» **Work to be completed**
Scale the records from the start up to and including the line with "(1496, 179)": rewrite those lines with every point coordinate multiplied by 2.45 and rounded to a whole number, halves rounding up, leaving all other text unchanged. Give only those lines.

Excerpts from location labeling data:
* Begin *

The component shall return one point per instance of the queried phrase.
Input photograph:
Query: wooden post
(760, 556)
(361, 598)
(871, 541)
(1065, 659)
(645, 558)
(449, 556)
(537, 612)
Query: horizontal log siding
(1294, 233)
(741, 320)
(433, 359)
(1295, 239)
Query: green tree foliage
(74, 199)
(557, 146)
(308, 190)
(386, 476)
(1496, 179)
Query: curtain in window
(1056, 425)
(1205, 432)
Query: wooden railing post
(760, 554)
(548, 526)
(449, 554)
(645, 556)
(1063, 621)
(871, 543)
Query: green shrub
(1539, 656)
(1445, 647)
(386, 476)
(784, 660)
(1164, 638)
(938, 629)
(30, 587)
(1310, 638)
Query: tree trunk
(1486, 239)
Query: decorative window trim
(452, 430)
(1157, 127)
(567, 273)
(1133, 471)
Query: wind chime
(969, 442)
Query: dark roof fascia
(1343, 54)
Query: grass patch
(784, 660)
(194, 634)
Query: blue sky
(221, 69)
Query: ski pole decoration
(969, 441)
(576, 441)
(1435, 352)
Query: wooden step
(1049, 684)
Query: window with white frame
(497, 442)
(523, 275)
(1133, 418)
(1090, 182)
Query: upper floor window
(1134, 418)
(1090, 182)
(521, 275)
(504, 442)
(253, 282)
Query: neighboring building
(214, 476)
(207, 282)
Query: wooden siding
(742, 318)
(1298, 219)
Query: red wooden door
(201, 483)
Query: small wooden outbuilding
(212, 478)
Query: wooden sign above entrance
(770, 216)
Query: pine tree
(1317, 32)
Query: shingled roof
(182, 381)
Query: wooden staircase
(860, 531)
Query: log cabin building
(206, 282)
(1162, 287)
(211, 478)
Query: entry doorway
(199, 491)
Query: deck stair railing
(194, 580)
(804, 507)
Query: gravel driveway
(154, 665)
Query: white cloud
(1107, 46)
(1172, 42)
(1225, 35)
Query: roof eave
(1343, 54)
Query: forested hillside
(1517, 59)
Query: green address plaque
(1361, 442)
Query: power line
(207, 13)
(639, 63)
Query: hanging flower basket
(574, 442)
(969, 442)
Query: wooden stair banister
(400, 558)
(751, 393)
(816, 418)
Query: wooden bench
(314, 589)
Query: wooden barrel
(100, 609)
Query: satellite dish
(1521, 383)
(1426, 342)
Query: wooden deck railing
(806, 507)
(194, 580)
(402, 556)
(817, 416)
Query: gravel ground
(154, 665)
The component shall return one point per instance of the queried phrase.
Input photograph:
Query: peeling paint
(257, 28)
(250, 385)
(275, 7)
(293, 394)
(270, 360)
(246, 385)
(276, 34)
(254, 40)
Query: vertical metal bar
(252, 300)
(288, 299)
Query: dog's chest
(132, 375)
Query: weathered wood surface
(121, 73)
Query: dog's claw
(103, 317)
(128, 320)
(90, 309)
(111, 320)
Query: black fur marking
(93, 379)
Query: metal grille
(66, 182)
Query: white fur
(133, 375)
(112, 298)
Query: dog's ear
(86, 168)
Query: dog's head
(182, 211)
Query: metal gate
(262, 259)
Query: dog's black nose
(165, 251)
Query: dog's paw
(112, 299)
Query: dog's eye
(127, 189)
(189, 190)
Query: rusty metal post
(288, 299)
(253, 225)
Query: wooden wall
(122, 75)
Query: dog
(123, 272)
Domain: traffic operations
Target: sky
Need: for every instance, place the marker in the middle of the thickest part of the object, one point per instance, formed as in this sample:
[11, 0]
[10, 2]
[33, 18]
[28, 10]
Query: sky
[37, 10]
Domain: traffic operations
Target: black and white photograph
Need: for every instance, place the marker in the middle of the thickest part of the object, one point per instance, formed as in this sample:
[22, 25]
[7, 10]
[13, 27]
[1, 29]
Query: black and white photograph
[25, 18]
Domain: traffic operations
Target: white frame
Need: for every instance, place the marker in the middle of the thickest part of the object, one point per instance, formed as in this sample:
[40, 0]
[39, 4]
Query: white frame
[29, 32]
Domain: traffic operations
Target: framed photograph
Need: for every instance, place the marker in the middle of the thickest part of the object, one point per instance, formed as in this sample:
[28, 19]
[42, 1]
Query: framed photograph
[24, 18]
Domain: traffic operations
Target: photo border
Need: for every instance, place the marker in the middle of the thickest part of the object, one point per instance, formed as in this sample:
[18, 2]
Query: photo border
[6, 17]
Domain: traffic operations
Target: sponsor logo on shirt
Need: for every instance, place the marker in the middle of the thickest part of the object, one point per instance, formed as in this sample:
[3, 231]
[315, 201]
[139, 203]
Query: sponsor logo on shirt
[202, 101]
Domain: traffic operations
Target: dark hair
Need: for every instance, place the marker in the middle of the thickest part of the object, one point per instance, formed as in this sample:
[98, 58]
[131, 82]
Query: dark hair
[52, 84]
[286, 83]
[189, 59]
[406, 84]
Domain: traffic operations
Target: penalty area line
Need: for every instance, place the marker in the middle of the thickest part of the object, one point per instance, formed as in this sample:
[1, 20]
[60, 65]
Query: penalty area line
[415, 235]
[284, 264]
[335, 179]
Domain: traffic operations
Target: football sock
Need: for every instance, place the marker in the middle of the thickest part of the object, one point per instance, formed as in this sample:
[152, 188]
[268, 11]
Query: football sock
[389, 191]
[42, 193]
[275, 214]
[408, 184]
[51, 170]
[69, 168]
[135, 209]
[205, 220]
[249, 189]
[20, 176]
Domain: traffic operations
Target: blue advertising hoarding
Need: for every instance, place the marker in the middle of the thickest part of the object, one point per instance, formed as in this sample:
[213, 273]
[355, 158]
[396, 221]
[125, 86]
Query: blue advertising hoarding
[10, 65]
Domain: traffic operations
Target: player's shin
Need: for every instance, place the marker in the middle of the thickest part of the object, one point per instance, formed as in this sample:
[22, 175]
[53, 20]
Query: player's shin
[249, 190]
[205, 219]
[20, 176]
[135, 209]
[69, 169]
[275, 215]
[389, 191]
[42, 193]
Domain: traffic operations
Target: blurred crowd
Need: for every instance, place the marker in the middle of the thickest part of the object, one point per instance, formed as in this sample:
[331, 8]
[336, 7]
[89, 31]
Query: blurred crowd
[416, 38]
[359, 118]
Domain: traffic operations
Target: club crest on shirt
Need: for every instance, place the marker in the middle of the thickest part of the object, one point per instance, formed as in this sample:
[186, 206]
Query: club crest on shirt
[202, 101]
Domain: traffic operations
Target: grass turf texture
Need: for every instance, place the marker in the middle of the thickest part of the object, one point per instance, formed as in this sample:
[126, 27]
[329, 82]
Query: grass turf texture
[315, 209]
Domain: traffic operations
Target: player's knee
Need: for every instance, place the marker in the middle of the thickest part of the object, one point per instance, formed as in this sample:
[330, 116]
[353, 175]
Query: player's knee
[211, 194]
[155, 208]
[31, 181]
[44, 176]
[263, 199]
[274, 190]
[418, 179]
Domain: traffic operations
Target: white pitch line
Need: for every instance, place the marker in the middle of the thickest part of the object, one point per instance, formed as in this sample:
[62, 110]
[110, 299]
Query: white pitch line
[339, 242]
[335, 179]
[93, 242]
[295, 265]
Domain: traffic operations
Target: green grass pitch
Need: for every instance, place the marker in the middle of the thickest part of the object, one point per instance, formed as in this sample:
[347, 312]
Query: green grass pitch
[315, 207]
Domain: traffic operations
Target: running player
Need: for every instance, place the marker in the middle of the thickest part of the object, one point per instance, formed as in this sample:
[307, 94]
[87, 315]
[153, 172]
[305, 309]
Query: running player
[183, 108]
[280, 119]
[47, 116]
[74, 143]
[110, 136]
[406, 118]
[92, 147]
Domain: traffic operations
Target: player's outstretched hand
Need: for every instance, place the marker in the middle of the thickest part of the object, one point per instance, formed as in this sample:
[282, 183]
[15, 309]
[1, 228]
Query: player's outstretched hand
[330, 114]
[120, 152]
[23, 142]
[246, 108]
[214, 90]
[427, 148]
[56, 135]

* End *

» **Response to the exercise**
The component shall return one point per instance of the queried phrase.
Input photograph:
Query: wooden post
(1862, 1362)
(884, 1465)
(2134, 1325)
(2609, 1615)
(1580, 1367)
(1100, 1362)
(1316, 1499)
Query: horizontal log siding
(3170, 571)
(1815, 784)
(1061, 880)
(3173, 586)
Query: green tree foliage
(181, 488)
(1365, 358)
(755, 466)
(946, 1166)
(3665, 439)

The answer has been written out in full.